■ THE TASK: Select every line in the data below that contains the string "coordinates", and copy each one out. Treat uppercase and lowercase letters as distinct.

AVAILABLE RECORDS start

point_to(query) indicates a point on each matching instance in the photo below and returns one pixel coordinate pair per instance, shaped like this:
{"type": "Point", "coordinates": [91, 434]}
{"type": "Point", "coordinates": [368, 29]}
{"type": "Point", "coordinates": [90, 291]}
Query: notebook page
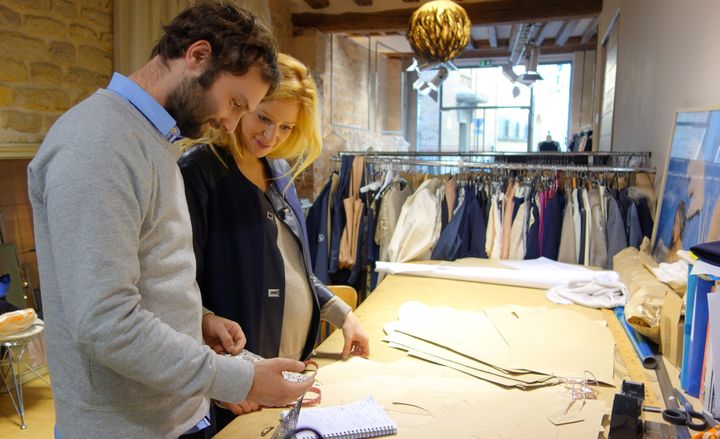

AVAILABLE RECORDS end

■ SOLUTION TO THE EXERCISE:
{"type": "Point", "coordinates": [91, 434]}
{"type": "Point", "coordinates": [368, 29]}
{"type": "Point", "coordinates": [90, 291]}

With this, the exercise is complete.